SOURCE PASSAGE →
Barriers to reporting
In a 2014 American Journal of Preventative Medicine, Mengeling examined SAIM reporting trends. This survey aimed to identify the rates at which servicewomen report SAIM incidents and explain why some would choose not to report. Of the 205 servicewomen who experienced sexual assault, only 25% filed an official report. Furthermore, the study found that servicewomen sometimes faced adverse consequences when filing an official SAIM report.
“These actual and perceived reporting consequences may deter servicewomen from making an official SAIM report while serving in the military,” Mengeling said. The fear of negative consequences were corroborated by her results. “Our research found that 13% of servicewomen who tried to make an unrestricted report said the official did not make an official report,” Mengeling said. “Almost 60% said that their confidentiality was not maintained within the chain of command.”
Her 2014 study also found that officers were less likely to file a report than enlisted servicewomen, and the incident was more likely to be reported if it occurred on base, on duty, or resulted in a physical injury.
SAIM experienced by men
“Understanding men’s unique risk and protective factors for sexual assault is an important research area,” Mengeling said. In 2016, the Department of Defense (DoD) reported that only 17% of male survivors reported their assaults. In a 2018 study published in the Journal for Interpersonal Violence, Mengeling and a team of researchers dove deeper into male SAIM reporting and surveyed 34 National Guard and Active Component servicemen.
The survey group reported a lack of male SAIM awareness, a marginalization of male survivors, and more substantial barriers to reporting the incidents. National Guard servicemembers reported barriers such as a greater stigma because of their status as dual citizen-soldiers, the value of conformity among their reserve, and a lack of confidence in the SAIM-reporting process. For Active Component servicemen, the location of deployment and sex of the victim proved to be barriers. Awareness of these reporting-barriers is important for providers to offer patient-focused care.

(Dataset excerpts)

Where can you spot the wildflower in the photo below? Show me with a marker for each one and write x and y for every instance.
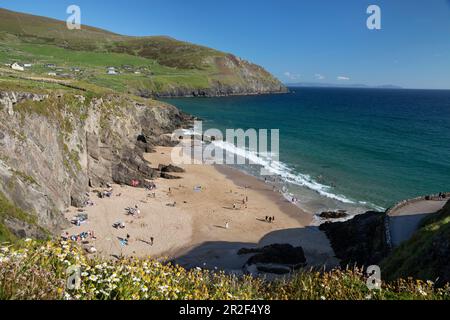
(422, 292)
(93, 278)
(163, 289)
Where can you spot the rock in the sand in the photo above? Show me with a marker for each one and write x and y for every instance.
(361, 241)
(275, 258)
(170, 168)
(333, 214)
(167, 176)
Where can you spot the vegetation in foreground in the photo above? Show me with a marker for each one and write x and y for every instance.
(34, 270)
(427, 254)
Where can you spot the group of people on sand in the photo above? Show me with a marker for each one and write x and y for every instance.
(270, 219)
(79, 237)
(133, 211)
(243, 204)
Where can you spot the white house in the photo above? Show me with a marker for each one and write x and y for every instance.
(18, 67)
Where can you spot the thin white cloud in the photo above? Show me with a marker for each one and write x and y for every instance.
(319, 76)
(291, 76)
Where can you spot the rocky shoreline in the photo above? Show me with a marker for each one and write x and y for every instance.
(55, 146)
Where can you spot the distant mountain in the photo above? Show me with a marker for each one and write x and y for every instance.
(146, 66)
(337, 85)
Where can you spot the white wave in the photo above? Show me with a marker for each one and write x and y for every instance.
(283, 171)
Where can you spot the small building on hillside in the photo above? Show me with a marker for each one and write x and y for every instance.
(18, 67)
(112, 71)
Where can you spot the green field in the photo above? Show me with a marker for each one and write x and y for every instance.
(144, 64)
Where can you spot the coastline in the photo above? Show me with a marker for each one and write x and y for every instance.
(193, 232)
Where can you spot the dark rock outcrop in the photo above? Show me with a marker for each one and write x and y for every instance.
(54, 147)
(275, 258)
(360, 241)
(170, 168)
(333, 215)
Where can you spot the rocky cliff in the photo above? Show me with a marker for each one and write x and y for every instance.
(361, 241)
(54, 146)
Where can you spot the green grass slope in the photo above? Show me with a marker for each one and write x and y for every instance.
(146, 65)
(427, 255)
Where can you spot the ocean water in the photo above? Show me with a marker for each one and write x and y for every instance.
(352, 149)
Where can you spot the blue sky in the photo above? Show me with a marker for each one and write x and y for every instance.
(296, 40)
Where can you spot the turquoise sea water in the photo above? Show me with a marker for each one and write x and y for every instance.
(346, 148)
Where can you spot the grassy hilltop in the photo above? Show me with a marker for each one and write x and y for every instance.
(145, 65)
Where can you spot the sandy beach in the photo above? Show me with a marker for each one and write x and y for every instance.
(193, 231)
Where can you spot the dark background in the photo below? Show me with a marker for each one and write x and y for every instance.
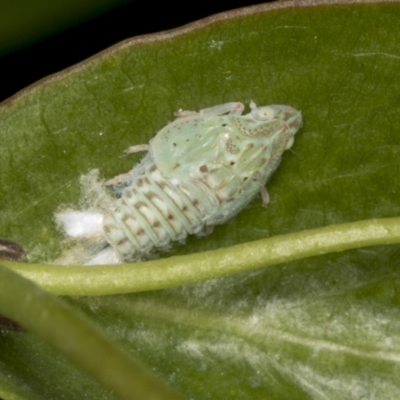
(23, 67)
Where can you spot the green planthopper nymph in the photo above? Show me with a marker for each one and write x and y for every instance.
(199, 171)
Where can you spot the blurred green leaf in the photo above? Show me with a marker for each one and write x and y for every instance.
(323, 327)
(23, 22)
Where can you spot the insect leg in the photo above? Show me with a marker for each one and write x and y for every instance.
(264, 196)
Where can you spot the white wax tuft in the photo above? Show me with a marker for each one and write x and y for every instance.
(80, 223)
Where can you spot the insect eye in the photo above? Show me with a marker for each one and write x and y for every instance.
(265, 113)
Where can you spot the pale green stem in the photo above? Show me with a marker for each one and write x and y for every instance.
(174, 271)
(68, 331)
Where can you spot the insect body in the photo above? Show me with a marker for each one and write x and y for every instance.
(199, 171)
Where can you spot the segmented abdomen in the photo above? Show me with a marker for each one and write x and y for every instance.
(154, 211)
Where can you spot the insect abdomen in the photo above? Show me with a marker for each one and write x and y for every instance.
(153, 211)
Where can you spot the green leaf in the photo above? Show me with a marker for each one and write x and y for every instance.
(320, 327)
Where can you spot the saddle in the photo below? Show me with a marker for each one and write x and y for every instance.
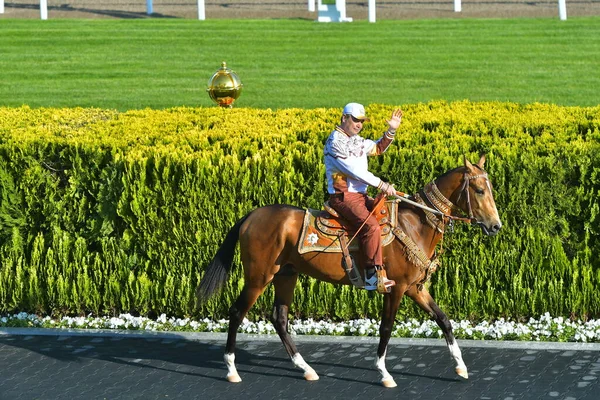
(322, 228)
(326, 231)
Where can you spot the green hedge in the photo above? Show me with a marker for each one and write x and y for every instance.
(107, 212)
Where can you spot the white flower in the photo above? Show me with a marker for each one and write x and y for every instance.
(312, 238)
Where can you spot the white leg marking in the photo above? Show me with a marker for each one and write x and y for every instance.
(232, 375)
(386, 378)
(461, 368)
(309, 373)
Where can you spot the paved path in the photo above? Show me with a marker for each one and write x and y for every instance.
(51, 364)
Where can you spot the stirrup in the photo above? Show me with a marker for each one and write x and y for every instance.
(379, 281)
(384, 285)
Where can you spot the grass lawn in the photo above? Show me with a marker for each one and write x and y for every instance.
(132, 64)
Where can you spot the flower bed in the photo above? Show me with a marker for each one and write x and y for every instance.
(546, 328)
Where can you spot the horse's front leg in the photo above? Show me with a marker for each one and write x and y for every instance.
(426, 302)
(391, 302)
(285, 282)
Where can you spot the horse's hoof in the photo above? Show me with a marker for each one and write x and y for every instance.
(311, 376)
(389, 383)
(462, 372)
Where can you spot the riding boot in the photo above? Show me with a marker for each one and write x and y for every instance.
(376, 279)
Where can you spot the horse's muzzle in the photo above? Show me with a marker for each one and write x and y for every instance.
(492, 229)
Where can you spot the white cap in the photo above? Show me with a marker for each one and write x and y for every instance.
(356, 110)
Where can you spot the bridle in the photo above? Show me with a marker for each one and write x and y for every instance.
(465, 189)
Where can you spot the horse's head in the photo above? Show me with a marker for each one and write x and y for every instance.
(470, 190)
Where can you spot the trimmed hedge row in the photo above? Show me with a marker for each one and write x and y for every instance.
(107, 212)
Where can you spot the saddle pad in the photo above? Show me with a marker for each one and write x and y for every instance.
(312, 239)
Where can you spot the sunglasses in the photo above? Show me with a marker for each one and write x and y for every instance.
(356, 119)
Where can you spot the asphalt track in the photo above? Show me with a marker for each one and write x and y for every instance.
(83, 364)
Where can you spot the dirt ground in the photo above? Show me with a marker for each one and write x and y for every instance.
(356, 9)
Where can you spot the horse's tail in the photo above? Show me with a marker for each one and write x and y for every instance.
(218, 270)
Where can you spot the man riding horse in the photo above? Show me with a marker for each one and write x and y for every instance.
(348, 178)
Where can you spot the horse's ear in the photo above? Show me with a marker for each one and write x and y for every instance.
(481, 161)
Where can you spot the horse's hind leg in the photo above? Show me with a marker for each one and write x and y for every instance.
(237, 312)
(426, 302)
(285, 282)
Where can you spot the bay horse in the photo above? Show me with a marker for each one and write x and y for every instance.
(269, 236)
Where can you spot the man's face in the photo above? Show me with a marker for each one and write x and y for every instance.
(352, 126)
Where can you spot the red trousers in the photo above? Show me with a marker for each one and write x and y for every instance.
(356, 208)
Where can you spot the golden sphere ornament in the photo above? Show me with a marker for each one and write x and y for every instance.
(224, 87)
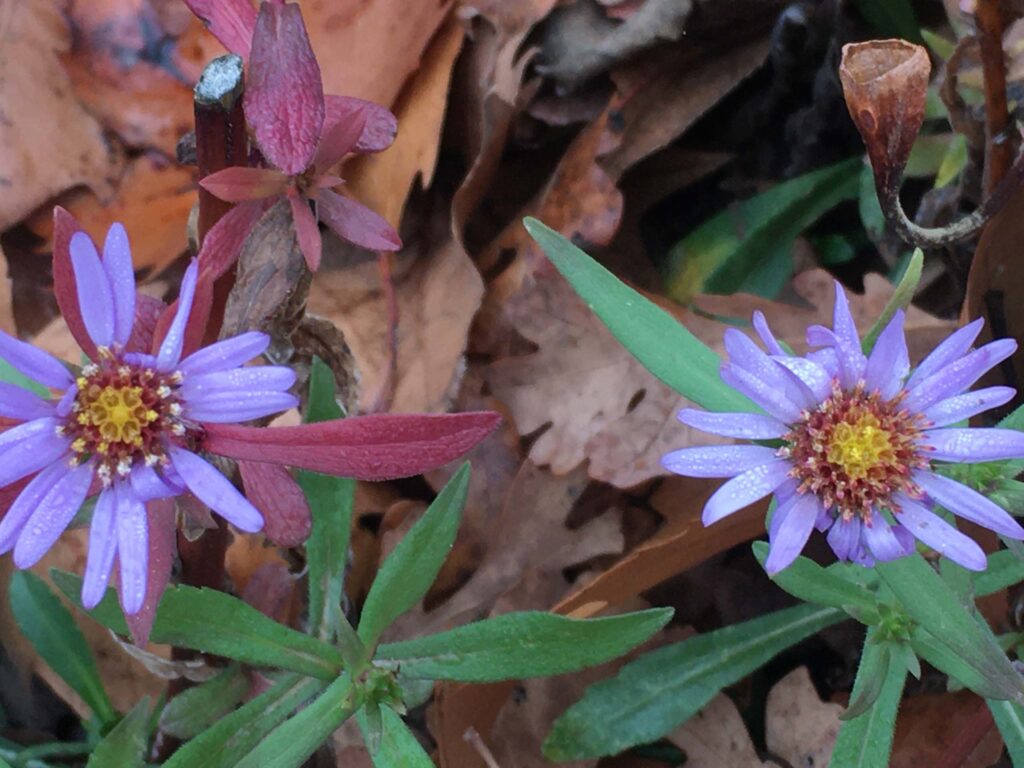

PROBLEM STATEMENT →
Pick up the passage on sexual assault reporting in the military where it stops, and continue it from its last sentence.

EXERCISE OUTPUT →
Recommendations for improvement
Mengeling’s research suggests that improving unrestricted reporting, which notifies both the command and law enforcement, may increase SAIM reporting. Restricted reporting, which provides the survivor medical treatment, counseling, and forensic examination but does not open an official investigation into the incident, was rated more positively. However, survivors used unrestricted reporting more often than restricted.
Ultimately, Mengeling has found that military leadership plays a large role in SAIM, and strong leadership could be the key to preventing SAIM occurrence. Since the early 2000s, the DoD has increased its efforts to prevent SAIM occurrence. They established a Sexual Assault Prevention and Response Office and began working with the armed forces, Congress, and national experts to address SAIM. Since then, DoD has developed several new protocols, including reporting options, documenting SAIM with annual reports, developing the Prevention Plan of Action, creating a response to retaliation related to reports of sexual assault, and implementation of the Catch a Serial Offender program. Additionally, they have created support groups and therapeutic programs to aid survivors in their recovery.
In the near future, Mengeling will continue to focus on the health and wellness of veterans as the director of the new Veteran’s Affairs Community Care Research Evaluation Center (CREEK). A policy and data center, CREEK will research the VA’s expanded community care programs and share the findings with the Office of Community Care. By analyzing the implementation of these programs, CREEK, with Mengeling at the wheel, will be able to improve the quality of care provided to our veteran patients at the VA and at University of Iowa Hospitals & Clinics.